start
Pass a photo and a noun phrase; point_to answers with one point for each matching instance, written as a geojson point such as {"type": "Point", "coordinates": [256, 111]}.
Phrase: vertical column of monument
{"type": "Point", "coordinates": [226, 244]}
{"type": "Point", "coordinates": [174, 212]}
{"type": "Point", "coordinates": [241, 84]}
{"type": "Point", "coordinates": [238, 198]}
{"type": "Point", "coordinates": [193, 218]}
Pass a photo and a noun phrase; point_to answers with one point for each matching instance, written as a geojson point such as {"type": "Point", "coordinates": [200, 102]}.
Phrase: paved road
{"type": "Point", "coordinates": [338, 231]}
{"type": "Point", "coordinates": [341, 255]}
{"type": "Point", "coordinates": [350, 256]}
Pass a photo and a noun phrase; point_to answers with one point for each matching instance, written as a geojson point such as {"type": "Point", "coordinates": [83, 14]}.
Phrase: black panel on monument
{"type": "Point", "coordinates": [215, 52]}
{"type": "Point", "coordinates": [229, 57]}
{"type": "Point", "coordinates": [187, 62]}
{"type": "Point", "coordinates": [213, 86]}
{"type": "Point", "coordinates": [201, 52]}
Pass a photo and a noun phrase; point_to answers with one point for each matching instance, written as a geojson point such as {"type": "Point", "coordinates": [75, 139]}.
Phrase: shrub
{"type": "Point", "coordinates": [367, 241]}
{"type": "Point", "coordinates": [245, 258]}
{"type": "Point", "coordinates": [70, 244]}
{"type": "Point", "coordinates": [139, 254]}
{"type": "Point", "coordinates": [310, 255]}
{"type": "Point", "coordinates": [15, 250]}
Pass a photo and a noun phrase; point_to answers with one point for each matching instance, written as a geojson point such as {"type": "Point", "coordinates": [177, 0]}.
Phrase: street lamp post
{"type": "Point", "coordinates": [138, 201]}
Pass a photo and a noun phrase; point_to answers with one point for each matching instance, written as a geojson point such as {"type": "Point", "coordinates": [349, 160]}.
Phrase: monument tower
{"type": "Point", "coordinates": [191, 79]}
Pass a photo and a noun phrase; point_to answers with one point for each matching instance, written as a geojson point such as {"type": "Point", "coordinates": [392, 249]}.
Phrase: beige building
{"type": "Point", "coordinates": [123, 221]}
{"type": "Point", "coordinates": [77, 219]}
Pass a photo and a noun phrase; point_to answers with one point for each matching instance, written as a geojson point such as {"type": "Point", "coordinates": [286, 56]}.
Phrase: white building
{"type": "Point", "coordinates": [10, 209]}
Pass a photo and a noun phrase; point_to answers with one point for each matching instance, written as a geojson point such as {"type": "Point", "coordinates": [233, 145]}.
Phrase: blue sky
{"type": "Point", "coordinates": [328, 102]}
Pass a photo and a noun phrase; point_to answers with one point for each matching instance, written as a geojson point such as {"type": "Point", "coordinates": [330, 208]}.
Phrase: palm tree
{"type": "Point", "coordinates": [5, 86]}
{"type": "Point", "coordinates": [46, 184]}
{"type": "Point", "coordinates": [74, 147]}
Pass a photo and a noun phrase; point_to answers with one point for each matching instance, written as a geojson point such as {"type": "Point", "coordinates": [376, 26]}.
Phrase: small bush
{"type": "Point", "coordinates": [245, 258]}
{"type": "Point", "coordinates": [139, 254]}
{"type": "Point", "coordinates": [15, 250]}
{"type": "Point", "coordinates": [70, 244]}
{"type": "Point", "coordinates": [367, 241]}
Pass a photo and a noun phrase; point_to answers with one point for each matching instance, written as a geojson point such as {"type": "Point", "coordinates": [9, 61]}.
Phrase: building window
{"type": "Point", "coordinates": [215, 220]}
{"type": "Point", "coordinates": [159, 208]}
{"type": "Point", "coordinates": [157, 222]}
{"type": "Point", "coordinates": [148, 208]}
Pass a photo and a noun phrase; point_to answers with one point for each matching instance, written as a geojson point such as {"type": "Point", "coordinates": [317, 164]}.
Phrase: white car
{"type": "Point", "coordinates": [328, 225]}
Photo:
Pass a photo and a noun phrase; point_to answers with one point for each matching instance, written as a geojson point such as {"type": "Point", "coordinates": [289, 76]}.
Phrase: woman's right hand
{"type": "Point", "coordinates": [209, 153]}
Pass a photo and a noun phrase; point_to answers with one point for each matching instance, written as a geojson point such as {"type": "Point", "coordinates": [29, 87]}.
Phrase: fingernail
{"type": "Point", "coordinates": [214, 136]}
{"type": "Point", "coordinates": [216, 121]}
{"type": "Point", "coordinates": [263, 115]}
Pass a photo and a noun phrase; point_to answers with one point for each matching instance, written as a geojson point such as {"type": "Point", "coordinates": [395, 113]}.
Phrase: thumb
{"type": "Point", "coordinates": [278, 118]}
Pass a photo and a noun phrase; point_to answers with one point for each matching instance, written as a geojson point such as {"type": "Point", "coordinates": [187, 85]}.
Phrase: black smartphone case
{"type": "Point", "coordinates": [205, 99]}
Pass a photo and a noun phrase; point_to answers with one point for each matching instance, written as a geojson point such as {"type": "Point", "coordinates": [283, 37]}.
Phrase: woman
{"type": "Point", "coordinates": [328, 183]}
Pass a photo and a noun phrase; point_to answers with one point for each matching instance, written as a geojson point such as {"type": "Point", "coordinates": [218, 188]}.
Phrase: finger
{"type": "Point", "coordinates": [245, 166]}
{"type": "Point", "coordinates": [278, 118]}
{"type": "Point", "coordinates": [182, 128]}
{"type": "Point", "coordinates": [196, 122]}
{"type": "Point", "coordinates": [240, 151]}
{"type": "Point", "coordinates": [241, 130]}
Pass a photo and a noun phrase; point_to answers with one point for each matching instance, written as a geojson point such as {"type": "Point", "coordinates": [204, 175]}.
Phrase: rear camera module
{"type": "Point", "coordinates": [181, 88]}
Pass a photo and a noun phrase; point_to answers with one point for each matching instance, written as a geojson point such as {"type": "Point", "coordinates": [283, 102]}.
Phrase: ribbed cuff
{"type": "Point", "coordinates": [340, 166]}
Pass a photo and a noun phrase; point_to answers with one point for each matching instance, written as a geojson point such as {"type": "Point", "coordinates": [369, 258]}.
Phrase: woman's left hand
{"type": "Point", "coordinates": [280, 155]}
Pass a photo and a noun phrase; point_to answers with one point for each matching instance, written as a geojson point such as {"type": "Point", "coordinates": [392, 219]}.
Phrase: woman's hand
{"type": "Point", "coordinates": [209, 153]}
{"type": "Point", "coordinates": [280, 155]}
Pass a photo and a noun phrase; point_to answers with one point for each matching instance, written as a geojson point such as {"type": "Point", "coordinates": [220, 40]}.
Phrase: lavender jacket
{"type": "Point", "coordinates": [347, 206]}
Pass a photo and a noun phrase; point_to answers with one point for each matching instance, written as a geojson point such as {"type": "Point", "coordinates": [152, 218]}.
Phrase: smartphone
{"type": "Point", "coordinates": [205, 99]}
end
§ PROBLEM STATEMENT
Please count the lines of the records above that contain the word "white" and reply with that number alone.

§ WORKED SOLUTION
2